NO WRITER ATTRIBUTED

Secondary school athletes do not get preferred treatment when they visit the College as prospective freshmen, David D. Henry, associate director of Admissions, said yesterday.

Henry made this statement in reply to a letter published in yesterday's CRIMSON. The letter's author, a junior, charged that football players applying for admission to the Class of '1959 receive a more hospitable welcome in Cambridge than he received back in 1952.

Henry asserted, however, that all prospective freshmen who make pre-arranged visits to the College are accorded comparable hospitality. Their tours are conducted by members of the Undergraduate Schools Committee--a group of College students that works with the Admissions Office--and are geared to the candidate's personal interest, whether this be football or engineering, he said.

Thus one candidate may have an interview with the freshman football coach, and another with a professor of Applied Science, Henry explained.

But all prospective freshmen on official tours, regardless of their specific interests, receive free meals in the College dining halls while they are in Cambridge, Henry continued.

Referring to the letter writer's complaint of inferior hospitality when he was a secondary school senior, Henry explained that at that time the Admissions Office was understaffed and had no group like the Undergraduate Schools Committee to conduct tours of the College. He cited a copy of the student's original correspondence with the Admissions Office, however, to show that his request for an interview was answered promptly and affirmatively.

**List of tasks:**
**A)** From the article on visits by prospective freshmen, list every organization, office, or publication it names.
**B)** Answer from the article on visits by prospective freshmen:
(i) What position does David D. Henry hold?
(ii) In what year did the letter's author receive the welcome he complained about?
(iii) What do all prospective freshmen on official tours receive while in Cambridge?

**Recorded data:**
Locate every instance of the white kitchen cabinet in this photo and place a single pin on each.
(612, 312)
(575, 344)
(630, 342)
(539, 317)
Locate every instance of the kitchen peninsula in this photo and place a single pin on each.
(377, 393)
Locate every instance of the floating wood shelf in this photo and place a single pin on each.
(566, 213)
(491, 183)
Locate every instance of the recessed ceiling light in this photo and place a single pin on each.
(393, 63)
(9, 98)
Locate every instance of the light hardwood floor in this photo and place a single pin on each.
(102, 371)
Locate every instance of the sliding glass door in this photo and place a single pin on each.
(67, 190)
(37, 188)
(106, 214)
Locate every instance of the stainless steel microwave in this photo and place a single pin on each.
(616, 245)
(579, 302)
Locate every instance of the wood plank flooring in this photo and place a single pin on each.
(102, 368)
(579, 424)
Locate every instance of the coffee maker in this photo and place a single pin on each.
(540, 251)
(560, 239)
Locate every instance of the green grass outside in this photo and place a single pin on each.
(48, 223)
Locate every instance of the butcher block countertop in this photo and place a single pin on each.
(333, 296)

**Results for each task:**
**A)**
- the College
- the Admissions Office
- the CRIMSON
- the Undergraduate Schools Committee

**B)**
(i) Associate director of Admissions
(ii) 1952
(iii) Free meals in the College dining halls